Data extract:

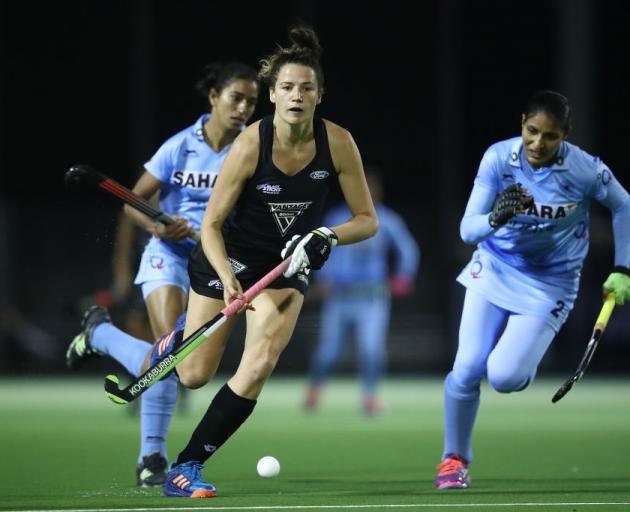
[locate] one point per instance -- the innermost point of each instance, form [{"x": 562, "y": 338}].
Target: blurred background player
[
  {"x": 356, "y": 286},
  {"x": 181, "y": 176},
  {"x": 528, "y": 215}
]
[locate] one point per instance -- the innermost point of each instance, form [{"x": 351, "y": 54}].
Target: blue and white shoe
[
  {"x": 184, "y": 481},
  {"x": 80, "y": 348}
]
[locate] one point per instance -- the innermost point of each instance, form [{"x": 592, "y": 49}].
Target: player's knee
[
  {"x": 505, "y": 382},
  {"x": 262, "y": 367},
  {"x": 467, "y": 377},
  {"x": 461, "y": 389},
  {"x": 193, "y": 378}
]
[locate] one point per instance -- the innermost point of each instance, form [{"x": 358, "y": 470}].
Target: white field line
[{"x": 337, "y": 507}]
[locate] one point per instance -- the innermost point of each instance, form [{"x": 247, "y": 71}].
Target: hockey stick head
[
  {"x": 598, "y": 330},
  {"x": 81, "y": 174},
  {"x": 113, "y": 392},
  {"x": 564, "y": 389}
]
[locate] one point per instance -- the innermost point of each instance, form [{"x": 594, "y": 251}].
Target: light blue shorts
[
  {"x": 511, "y": 289},
  {"x": 160, "y": 267}
]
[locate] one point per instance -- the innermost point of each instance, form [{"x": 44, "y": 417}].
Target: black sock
[{"x": 226, "y": 414}]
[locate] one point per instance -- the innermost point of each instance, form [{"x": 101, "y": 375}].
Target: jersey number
[{"x": 556, "y": 311}]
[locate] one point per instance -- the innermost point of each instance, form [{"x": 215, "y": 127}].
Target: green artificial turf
[{"x": 65, "y": 446}]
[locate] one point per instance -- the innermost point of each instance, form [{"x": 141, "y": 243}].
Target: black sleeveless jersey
[{"x": 273, "y": 206}]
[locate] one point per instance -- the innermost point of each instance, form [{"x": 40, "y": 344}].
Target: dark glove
[
  {"x": 511, "y": 201},
  {"x": 309, "y": 251}
]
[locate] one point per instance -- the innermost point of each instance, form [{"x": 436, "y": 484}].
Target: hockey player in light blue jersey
[
  {"x": 528, "y": 215},
  {"x": 181, "y": 174}
]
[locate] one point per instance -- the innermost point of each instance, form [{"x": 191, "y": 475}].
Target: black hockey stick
[
  {"x": 598, "y": 330},
  {"x": 79, "y": 174},
  {"x": 162, "y": 368}
]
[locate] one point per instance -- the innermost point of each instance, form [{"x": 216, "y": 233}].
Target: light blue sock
[
  {"x": 156, "y": 410},
  {"x": 127, "y": 350},
  {"x": 460, "y": 412}
]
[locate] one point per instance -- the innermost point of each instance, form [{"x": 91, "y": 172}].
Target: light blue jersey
[
  {"x": 188, "y": 169},
  {"x": 366, "y": 262},
  {"x": 532, "y": 264}
]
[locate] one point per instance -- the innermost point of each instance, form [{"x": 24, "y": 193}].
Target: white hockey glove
[{"x": 309, "y": 251}]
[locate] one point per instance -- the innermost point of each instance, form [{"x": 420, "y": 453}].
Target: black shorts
[{"x": 248, "y": 267}]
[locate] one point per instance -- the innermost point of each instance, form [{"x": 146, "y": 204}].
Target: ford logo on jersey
[{"x": 319, "y": 175}]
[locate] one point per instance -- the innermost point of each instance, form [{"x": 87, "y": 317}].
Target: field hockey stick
[
  {"x": 80, "y": 174},
  {"x": 598, "y": 330},
  {"x": 163, "y": 367}
]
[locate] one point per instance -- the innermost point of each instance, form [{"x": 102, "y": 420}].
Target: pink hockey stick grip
[{"x": 256, "y": 288}]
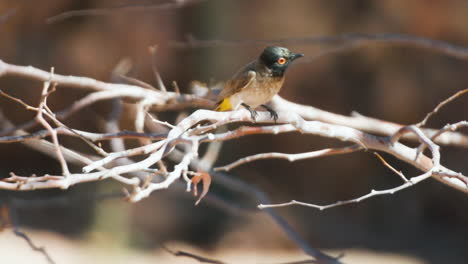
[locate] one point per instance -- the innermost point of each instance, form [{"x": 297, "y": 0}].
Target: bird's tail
[{"x": 223, "y": 105}]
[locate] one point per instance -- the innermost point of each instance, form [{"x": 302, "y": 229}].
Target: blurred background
[{"x": 426, "y": 224}]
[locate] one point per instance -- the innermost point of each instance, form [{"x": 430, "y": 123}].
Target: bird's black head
[{"x": 277, "y": 59}]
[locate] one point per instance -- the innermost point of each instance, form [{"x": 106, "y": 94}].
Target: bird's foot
[
  {"x": 252, "y": 111},
  {"x": 272, "y": 112}
]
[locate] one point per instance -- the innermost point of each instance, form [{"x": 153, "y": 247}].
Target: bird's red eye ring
[{"x": 281, "y": 61}]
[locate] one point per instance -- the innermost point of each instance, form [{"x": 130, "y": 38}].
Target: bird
[{"x": 257, "y": 82}]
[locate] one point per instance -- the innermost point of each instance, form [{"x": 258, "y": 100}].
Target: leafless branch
[
  {"x": 200, "y": 259},
  {"x": 440, "y": 105}
]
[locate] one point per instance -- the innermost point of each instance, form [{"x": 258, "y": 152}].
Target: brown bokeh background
[{"x": 394, "y": 83}]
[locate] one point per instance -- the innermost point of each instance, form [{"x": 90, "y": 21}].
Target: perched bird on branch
[{"x": 257, "y": 82}]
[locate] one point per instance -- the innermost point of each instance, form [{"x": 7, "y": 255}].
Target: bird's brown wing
[{"x": 237, "y": 83}]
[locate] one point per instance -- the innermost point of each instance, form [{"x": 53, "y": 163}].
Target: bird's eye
[{"x": 281, "y": 61}]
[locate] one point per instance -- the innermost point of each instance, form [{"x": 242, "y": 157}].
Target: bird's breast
[{"x": 260, "y": 91}]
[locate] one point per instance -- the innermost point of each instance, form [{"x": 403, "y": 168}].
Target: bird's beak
[{"x": 295, "y": 56}]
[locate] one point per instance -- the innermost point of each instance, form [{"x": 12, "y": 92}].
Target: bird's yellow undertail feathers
[{"x": 224, "y": 105}]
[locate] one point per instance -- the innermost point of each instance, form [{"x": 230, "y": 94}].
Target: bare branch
[
  {"x": 200, "y": 259},
  {"x": 291, "y": 157},
  {"x": 440, "y": 105}
]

Exercise goal: Make an exact copy of every entry above, minus the images.

Response for this exercise:
[locate] one point per instance -- the innermost point of each instance, form [{"x": 562, "y": 338}].
Target: blurred background player
[
  {"x": 356, "y": 286},
  {"x": 181, "y": 176},
  {"x": 528, "y": 215}
]
[locate] one point per instance -- the innermost point of each instance, form [{"x": 351, "y": 54}].
Target: blue and white shoe
[
  {"x": 184, "y": 481},
  {"x": 80, "y": 348}
]
[locate] one point per instance -- the innermost point of each instance, form [{"x": 592, "y": 49}].
Target: player's knee
[
  {"x": 505, "y": 382},
  {"x": 262, "y": 367},
  {"x": 467, "y": 377},
  {"x": 461, "y": 389},
  {"x": 193, "y": 378}
]
[locate] one point per instance -- the innermost point of each instance, form [{"x": 358, "y": 470}].
Target: white field line
[{"x": 337, "y": 507}]
[locate] one point per instance -- the innermost point of each instance, form [{"x": 247, "y": 71}].
Target: hockey stick head
[
  {"x": 598, "y": 330},
  {"x": 81, "y": 174},
  {"x": 113, "y": 392},
  {"x": 564, "y": 389}
]
[locate] one point per instance -- the innermost point of each instance, form [{"x": 594, "y": 251}].
Target: light blue shorts
[
  {"x": 511, "y": 289},
  {"x": 160, "y": 267}
]
[locate] one point per instance -- the innermost point of each instance, form [{"x": 44, "y": 417}].
Target: black sock
[{"x": 226, "y": 414}]
[locate] one point per instance -- the innermost point of each instance, form [{"x": 101, "y": 375}].
Target: jersey number
[{"x": 556, "y": 311}]
[locate] one point per instance -- the innermost point of each instance, form [{"x": 215, "y": 127}].
Target: green artificial turf
[{"x": 65, "y": 446}]
[locate] one point per instance -- the innermost point of each instance, form [{"x": 141, "y": 243}].
Target: black sleeveless jersey
[{"x": 273, "y": 206}]
[locate] one point per instance -- the innermost point of each instance, form [{"x": 40, "y": 344}].
Target: dark glove
[
  {"x": 511, "y": 201},
  {"x": 309, "y": 251}
]
[locate] one point per instance -- the innermost point of each instance, form [{"x": 436, "y": 484}].
Target: hockey player in light blue jersey
[
  {"x": 528, "y": 215},
  {"x": 181, "y": 174}
]
[locate] one point per instance -- the innermost point of each instance, form [{"x": 191, "y": 475}].
Target: black hockey stick
[
  {"x": 598, "y": 330},
  {"x": 79, "y": 174},
  {"x": 162, "y": 368}
]
[locate] one point per instance -- the innermost point of each instance, form [{"x": 216, "y": 233}].
Target: light blue sock
[
  {"x": 156, "y": 410},
  {"x": 127, "y": 350},
  {"x": 460, "y": 412}
]
[locate] one point per instance -- the innermost point of each instance, form [{"x": 91, "y": 172}].
Target: light blue jersey
[
  {"x": 188, "y": 169},
  {"x": 366, "y": 262},
  {"x": 532, "y": 264}
]
[locate] one point per instance -- the innermost point of each instance, form [{"x": 24, "y": 193}].
Target: white hockey glove
[{"x": 309, "y": 251}]
[locate] one point per instance -- the innermost point of each instance, form [{"x": 420, "y": 453}].
Target: black shorts
[{"x": 248, "y": 267}]
[locate] one point per instance -- the innermost point of each instance, form [{"x": 146, "y": 204}].
Target: ford logo on jersey
[{"x": 319, "y": 175}]
[locate] one point per instance -- the innermost point of each instance, form [{"x": 87, "y": 317}].
Target: field hockey stick
[
  {"x": 80, "y": 174},
  {"x": 598, "y": 330},
  {"x": 163, "y": 367}
]
[locate] one point per instance -- the innermost point of each instance, form [{"x": 102, "y": 420}].
Target: pink hockey stick grip
[{"x": 256, "y": 288}]
[locate] one point per instance -- the innermost point of each instance, form [{"x": 297, "y": 0}].
Target: bird's tail
[{"x": 223, "y": 105}]
[locate] one point per instance -- the innermost point of each instance, form [{"x": 302, "y": 229}].
Target: blurred background
[{"x": 426, "y": 224}]
[locate] one point per instance -- the innermost point of each instance, form [{"x": 430, "y": 123}].
Target: bird's black head
[{"x": 277, "y": 59}]
[locate] one point per instance -- the innermost point of each instance, form [{"x": 106, "y": 94}].
Target: bird's foot
[
  {"x": 252, "y": 111},
  {"x": 272, "y": 112}
]
[locate] one point per instance -- the innermost point of each instance, form [{"x": 153, "y": 247}].
Target: bird's red eye ring
[{"x": 281, "y": 61}]
[locate] one point per instance -- the innermost point of each instance, form [{"x": 130, "y": 38}].
Target: bird
[{"x": 257, "y": 82}]
[locate] one point per instance -- the innermost point of each instance, form [{"x": 258, "y": 100}].
Target: leafless branch
[
  {"x": 200, "y": 259},
  {"x": 440, "y": 105}
]
[locate] one point per instance -- the innermost point of each instance, form [{"x": 258, "y": 152}].
Target: brown bokeh background
[{"x": 394, "y": 83}]
[locate] one point per instance -- the innermost point of each instance, form [{"x": 90, "y": 21}].
Target: perched bird on branch
[{"x": 257, "y": 82}]
[locate] one point per instance -- the innermost point of each instance, form [{"x": 7, "y": 255}].
Target: bird's brown wing
[{"x": 237, "y": 83}]
[locate] one point per instance -- the innermost point of each instance, form [{"x": 53, "y": 163}].
Target: bird's eye
[{"x": 281, "y": 61}]
[locate] one point per instance -- the innermost point of each instance, form [{"x": 242, "y": 157}].
Target: bird's breast
[{"x": 260, "y": 91}]
[locate] one point per instance -- the innermost point of each instance, form [{"x": 403, "y": 168}].
Target: bird's beak
[{"x": 295, "y": 56}]
[locate] one point per instance -- the innermost point of each instance, form [{"x": 12, "y": 92}].
Target: bird's yellow undertail feathers
[{"x": 224, "y": 105}]
[locate] one point per instance -- the innermost point of each instance, form [{"x": 230, "y": 94}].
Target: bare branch
[
  {"x": 200, "y": 259},
  {"x": 291, "y": 157},
  {"x": 440, "y": 105}
]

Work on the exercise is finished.